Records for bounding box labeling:
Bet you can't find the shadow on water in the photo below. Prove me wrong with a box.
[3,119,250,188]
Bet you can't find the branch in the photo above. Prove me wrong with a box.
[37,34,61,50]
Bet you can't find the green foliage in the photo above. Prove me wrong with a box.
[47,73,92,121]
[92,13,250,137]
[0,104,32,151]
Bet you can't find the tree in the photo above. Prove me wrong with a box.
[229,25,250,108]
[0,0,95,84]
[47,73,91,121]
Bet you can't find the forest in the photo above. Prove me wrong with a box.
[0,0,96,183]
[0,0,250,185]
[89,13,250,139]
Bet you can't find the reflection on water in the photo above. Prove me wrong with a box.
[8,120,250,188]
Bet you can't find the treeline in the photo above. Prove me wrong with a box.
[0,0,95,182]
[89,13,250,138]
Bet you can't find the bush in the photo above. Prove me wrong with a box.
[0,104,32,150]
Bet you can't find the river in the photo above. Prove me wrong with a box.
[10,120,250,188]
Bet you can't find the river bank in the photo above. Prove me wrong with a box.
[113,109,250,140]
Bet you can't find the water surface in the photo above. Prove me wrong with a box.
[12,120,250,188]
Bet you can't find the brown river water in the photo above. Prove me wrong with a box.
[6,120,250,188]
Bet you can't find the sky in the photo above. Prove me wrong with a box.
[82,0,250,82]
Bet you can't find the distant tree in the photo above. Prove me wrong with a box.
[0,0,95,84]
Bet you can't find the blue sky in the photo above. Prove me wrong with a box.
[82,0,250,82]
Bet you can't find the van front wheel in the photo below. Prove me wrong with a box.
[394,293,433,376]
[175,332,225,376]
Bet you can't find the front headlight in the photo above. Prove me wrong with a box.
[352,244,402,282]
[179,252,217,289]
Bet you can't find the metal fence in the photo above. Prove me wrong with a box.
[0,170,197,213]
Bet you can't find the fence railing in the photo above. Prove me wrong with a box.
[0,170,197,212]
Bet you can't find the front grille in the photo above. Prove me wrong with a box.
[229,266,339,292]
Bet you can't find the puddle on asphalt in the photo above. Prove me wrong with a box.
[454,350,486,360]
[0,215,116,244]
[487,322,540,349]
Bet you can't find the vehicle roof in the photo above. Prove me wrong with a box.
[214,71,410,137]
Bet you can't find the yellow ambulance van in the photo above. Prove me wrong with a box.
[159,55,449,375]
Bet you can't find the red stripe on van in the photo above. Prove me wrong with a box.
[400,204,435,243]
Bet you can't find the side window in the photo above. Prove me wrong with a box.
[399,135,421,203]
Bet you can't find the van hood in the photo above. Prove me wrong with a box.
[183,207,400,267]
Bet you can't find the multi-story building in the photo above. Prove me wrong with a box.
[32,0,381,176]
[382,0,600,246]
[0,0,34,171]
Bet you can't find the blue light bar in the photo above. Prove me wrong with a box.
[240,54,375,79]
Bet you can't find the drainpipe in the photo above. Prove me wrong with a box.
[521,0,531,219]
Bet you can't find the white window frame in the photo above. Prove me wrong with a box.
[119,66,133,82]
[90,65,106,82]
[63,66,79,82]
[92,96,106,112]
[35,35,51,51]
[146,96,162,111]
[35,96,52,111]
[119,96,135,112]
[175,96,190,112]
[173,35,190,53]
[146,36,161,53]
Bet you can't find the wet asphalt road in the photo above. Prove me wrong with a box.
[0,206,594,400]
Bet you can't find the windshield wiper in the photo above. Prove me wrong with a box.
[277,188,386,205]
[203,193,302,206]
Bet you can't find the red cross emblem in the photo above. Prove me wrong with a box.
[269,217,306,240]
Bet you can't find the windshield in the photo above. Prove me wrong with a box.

## Aim of the exercise
Copy every one of the records above word for word, changing nothing.

## Task response
Bet you can't find the shadow on water in the photo below. Prove me wrong with a box.
[3,119,250,188]
Bet you can't find the branch in the photo above. Prove me wrong with a box.
[37,34,61,50]
Bet you can't find the green foliage in the photo above. Prove me wrong with a box.
[47,73,92,121]
[92,13,250,137]
[0,104,32,151]
Bet you can't find the tree in the photo above. Prove me wrong with a box.
[229,25,250,108]
[0,0,95,84]
[47,73,91,121]
Bet you can't find the forest in the photo above. Prove me wrong with a box.
[0,0,96,183]
[0,0,250,185]
[89,13,250,139]
Bet you can't find the reflection on water in the photo above. Prove me wrong with a box.
[8,120,250,188]
Bet you can't find the treeline in the photo above. Prove me wrong with a box.
[0,0,95,182]
[89,13,250,138]
Bet you can't find the bush in the photo above. Prove me wrong with a box.
[0,104,32,150]
Bet you can't find the river in the photo above. Prove me wrong with a box.
[10,120,250,188]
Bet you can't find the river bank in the photo above. Prove me wrong with a box.
[113,109,250,140]
Bet you can't find the water surface in the photo above. Prove me wrong with a box.
[12,120,250,188]
Bet you can't find the brown river water in the photo above. Prove me wrong with a box.
[6,120,250,188]
Bet you can't find the sky in the photo above. Prove me wrong with a box.
[82,0,250,82]
Bet you can't find the distant tree in the photo above. Prove me wrong with a box.
[0,0,95,84]
Bet you can't find the blue sky in the photo above. Prove me wrong with a box.
[82,0,250,82]
Bet you can't find the van front wheel in the photo below. Prove me wrong with a box.
[394,293,433,376]
[175,332,225,376]
Bet you can't find the front headlight in the photo above. Prove me wrong with a box.
[352,244,402,282]
[179,252,217,289]
Bet you can't find the metal fence in the photo above. Prove me wrong with a box.
[0,170,197,213]
Bet you can't find the fence railing in the photo above. Prove me wrong with a box.
[0,170,197,212]
Bet you can't find the front grille in the photo above. Prove me wrong with a box.
[229,266,339,292]
Bet you can't find the puddle on asphalt in the photo above. Prove me wrong with a box.
[454,350,486,360]
[0,215,116,244]
[487,322,540,349]
Bet you can't find the vehicle roof in the photo above. Prove me wrong with a box.
[214,71,410,137]
Bet you can't find the yellow ambulance van in the photo above. Prove me wrong with a box.
[159,55,449,375]
Bet you can't find the red stripe on van in the photo above. Prove me wrong with a box.
[400,204,435,243]
Bet you can't find the side window in the photo above. Prove me wrong with a box.
[399,135,421,203]
Bet you can't find the van hood in the photo above. Prove me wrong with a box.
[183,207,400,267]
Bet you can't find the multi-story building in the photo above. Prove me wrong with a box.
[32,0,381,176]
[382,0,600,246]
[0,0,34,171]
Bet you can't find the blue light bar in the photo above. Prove me wrong with a box.
[240,54,375,79]
Bet you can't find the drainpipe in the photo above. Prove me wrong with a box.
[521,0,531,219]
Bet you can't find the white window frame in the photo above. Prove me wrong with a box.
[119,66,133,82]
[90,65,106,82]
[63,66,79,82]
[92,96,106,112]
[35,35,51,51]
[146,96,162,111]
[35,96,52,111]
[119,96,135,112]
[175,96,190,112]
[173,35,190,53]
[146,36,161,53]
Bet you can't find the wet asphalt road in the photo above. Prove me wrong with a box.
[0,206,594,400]
Bet you can't find the windshield wiper in the photo above. Prove me wrong with a box.
[277,188,386,205]
[203,193,302,206]
Bet you can't find the red cross emblem in the photo above. Prove me wrong with a box.
[269,217,306,240]
Bet you can't find the windshield in the photo above. Prove me wrong with a box.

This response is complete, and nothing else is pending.